**Material supplied**

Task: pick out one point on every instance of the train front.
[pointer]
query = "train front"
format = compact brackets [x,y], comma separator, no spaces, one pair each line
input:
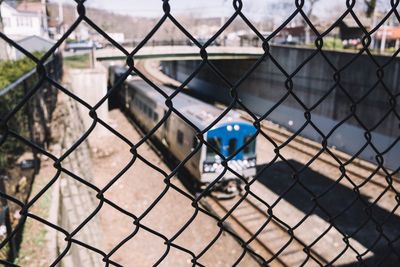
[227,138]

**Task objective**
Rewrite the lines above as a numbered list, dropping any blank lines and leaving out the picture.

**Exercise answer**
1. Task: pick out one point on every instance of the train front.
2. [pointer]
3. query = "train front"
4. format = compact brackets [x,y], comma separator, no spaces, one pair each line
5. input:
6. [227,138]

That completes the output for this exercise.